→ Task item
Count the lines of the data below that include the string "flower", and provide nothing but the result.

→ Raw data
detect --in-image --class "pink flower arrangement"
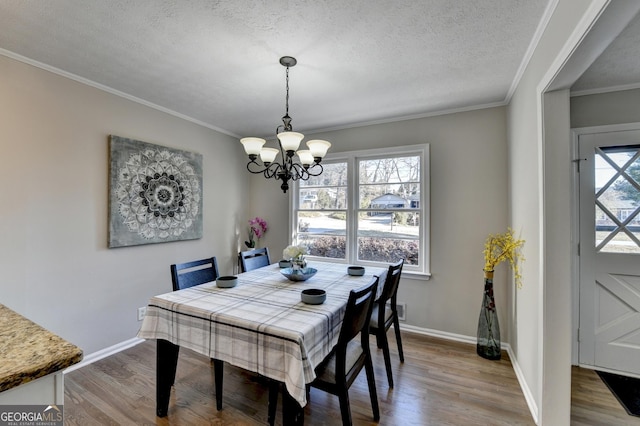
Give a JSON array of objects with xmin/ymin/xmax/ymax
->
[{"xmin": 246, "ymin": 217, "xmax": 268, "ymax": 248}]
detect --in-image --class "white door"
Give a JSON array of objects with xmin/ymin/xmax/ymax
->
[{"xmin": 578, "ymin": 129, "xmax": 640, "ymax": 376}]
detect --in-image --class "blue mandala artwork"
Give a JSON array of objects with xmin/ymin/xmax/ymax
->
[{"xmin": 108, "ymin": 135, "xmax": 203, "ymax": 247}]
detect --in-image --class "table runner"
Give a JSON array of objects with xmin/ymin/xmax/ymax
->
[{"xmin": 137, "ymin": 261, "xmax": 386, "ymax": 406}]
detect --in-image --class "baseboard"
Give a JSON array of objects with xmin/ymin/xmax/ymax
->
[
  {"xmin": 505, "ymin": 345, "xmax": 539, "ymax": 424},
  {"xmin": 63, "ymin": 337, "xmax": 144, "ymax": 374},
  {"xmin": 398, "ymin": 323, "xmax": 477, "ymax": 345}
]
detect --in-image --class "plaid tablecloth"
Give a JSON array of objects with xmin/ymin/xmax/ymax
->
[{"xmin": 137, "ymin": 261, "xmax": 386, "ymax": 406}]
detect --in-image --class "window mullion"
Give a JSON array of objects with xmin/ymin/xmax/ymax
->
[{"xmin": 348, "ymin": 155, "xmax": 358, "ymax": 264}]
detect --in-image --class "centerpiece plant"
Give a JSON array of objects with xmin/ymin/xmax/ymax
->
[
  {"xmin": 283, "ymin": 244, "xmax": 308, "ymax": 269},
  {"xmin": 478, "ymin": 228, "xmax": 525, "ymax": 360}
]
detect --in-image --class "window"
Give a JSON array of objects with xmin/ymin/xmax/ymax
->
[
  {"xmin": 291, "ymin": 144, "xmax": 430, "ymax": 277},
  {"xmin": 594, "ymin": 145, "xmax": 640, "ymax": 253}
]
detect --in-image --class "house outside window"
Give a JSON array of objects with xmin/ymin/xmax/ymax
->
[{"xmin": 291, "ymin": 144, "xmax": 430, "ymax": 278}]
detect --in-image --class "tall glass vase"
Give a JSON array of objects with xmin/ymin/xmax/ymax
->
[
  {"xmin": 477, "ymin": 270, "xmax": 501, "ymax": 360},
  {"xmin": 292, "ymin": 256, "xmax": 307, "ymax": 271}
]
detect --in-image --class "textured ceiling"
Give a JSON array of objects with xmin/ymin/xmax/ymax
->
[
  {"xmin": 573, "ymin": 12, "xmax": 640, "ymax": 95},
  {"xmin": 1, "ymin": 0, "xmax": 630, "ymax": 140}
]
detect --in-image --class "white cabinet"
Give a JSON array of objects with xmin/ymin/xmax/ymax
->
[{"xmin": 0, "ymin": 372, "xmax": 64, "ymax": 404}]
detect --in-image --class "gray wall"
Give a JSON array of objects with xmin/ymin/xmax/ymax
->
[
  {"xmin": 0, "ymin": 54, "xmax": 249, "ymax": 354},
  {"xmin": 571, "ymin": 88, "xmax": 640, "ymax": 128}
]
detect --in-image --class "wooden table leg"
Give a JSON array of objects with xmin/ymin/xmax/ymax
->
[
  {"xmin": 156, "ymin": 339, "xmax": 179, "ymax": 417},
  {"xmin": 267, "ymin": 380, "xmax": 279, "ymax": 425},
  {"xmin": 282, "ymin": 386, "xmax": 304, "ymax": 426},
  {"xmin": 213, "ymin": 358, "xmax": 223, "ymax": 410}
]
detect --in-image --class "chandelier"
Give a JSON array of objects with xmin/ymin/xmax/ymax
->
[{"xmin": 240, "ymin": 56, "xmax": 331, "ymax": 193}]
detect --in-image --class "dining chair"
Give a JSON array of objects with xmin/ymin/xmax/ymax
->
[
  {"xmin": 169, "ymin": 256, "xmax": 224, "ymax": 411},
  {"xmin": 238, "ymin": 247, "xmax": 271, "ymax": 272},
  {"xmin": 170, "ymin": 256, "xmax": 220, "ymax": 291},
  {"xmin": 369, "ymin": 258, "xmax": 405, "ymax": 388},
  {"xmin": 268, "ymin": 276, "xmax": 380, "ymax": 426}
]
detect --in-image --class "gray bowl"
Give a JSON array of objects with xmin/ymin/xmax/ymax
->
[
  {"xmin": 301, "ymin": 288, "xmax": 326, "ymax": 305},
  {"xmin": 279, "ymin": 259, "xmax": 293, "ymax": 268},
  {"xmin": 216, "ymin": 276, "xmax": 238, "ymax": 288},
  {"xmin": 347, "ymin": 266, "xmax": 365, "ymax": 276}
]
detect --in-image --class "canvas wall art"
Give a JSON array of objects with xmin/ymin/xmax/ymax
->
[{"xmin": 108, "ymin": 135, "xmax": 203, "ymax": 248}]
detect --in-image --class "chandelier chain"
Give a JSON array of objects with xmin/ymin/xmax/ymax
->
[{"xmin": 285, "ymin": 66, "xmax": 290, "ymax": 119}]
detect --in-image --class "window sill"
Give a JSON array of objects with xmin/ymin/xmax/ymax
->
[
  {"xmin": 307, "ymin": 258, "xmax": 431, "ymax": 281},
  {"xmin": 401, "ymin": 271, "xmax": 431, "ymax": 281}
]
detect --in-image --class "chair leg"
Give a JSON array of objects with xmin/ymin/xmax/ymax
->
[
  {"xmin": 337, "ymin": 388, "xmax": 353, "ymax": 426},
  {"xmin": 364, "ymin": 354, "xmax": 380, "ymax": 421},
  {"xmin": 379, "ymin": 330, "xmax": 394, "ymax": 388},
  {"xmin": 213, "ymin": 359, "xmax": 224, "ymax": 411},
  {"xmin": 375, "ymin": 328, "xmax": 383, "ymax": 349},
  {"xmin": 267, "ymin": 380, "xmax": 279, "ymax": 426},
  {"xmin": 393, "ymin": 315, "xmax": 404, "ymax": 363}
]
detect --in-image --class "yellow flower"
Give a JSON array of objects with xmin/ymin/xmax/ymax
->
[{"xmin": 483, "ymin": 228, "xmax": 525, "ymax": 288}]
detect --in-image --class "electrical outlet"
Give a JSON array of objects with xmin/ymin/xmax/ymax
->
[
  {"xmin": 398, "ymin": 303, "xmax": 406, "ymax": 321},
  {"xmin": 137, "ymin": 306, "xmax": 147, "ymax": 321},
  {"xmin": 387, "ymin": 302, "xmax": 406, "ymax": 321}
]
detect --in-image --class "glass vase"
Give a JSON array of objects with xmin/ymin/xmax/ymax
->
[
  {"xmin": 477, "ymin": 270, "xmax": 501, "ymax": 360},
  {"xmin": 292, "ymin": 257, "xmax": 307, "ymax": 271}
]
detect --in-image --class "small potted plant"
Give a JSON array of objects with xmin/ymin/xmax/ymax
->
[{"xmin": 245, "ymin": 217, "xmax": 267, "ymax": 248}]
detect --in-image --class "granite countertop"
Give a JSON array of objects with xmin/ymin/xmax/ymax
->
[{"xmin": 0, "ymin": 304, "xmax": 83, "ymax": 392}]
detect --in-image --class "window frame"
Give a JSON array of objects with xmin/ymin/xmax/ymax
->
[{"xmin": 290, "ymin": 143, "xmax": 430, "ymax": 279}]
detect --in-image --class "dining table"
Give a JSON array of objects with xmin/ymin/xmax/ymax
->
[{"xmin": 137, "ymin": 260, "xmax": 387, "ymax": 424}]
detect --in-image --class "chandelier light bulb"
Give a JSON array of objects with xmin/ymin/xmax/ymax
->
[
  {"xmin": 277, "ymin": 131, "xmax": 304, "ymax": 152},
  {"xmin": 259, "ymin": 147, "xmax": 279, "ymax": 164},
  {"xmin": 296, "ymin": 150, "xmax": 314, "ymax": 166},
  {"xmin": 306, "ymin": 140, "xmax": 331, "ymax": 159},
  {"xmin": 240, "ymin": 137, "xmax": 266, "ymax": 156}
]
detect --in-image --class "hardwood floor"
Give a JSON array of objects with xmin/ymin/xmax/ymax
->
[
  {"xmin": 571, "ymin": 366, "xmax": 640, "ymax": 425},
  {"xmin": 63, "ymin": 332, "xmax": 637, "ymax": 425}
]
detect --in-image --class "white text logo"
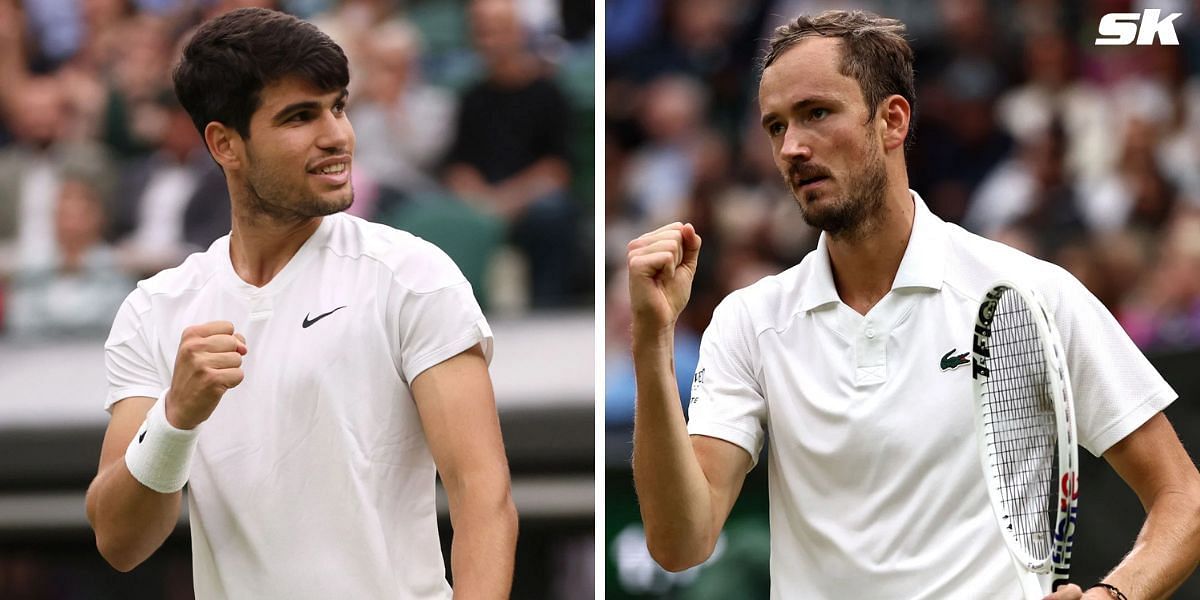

→ Output
2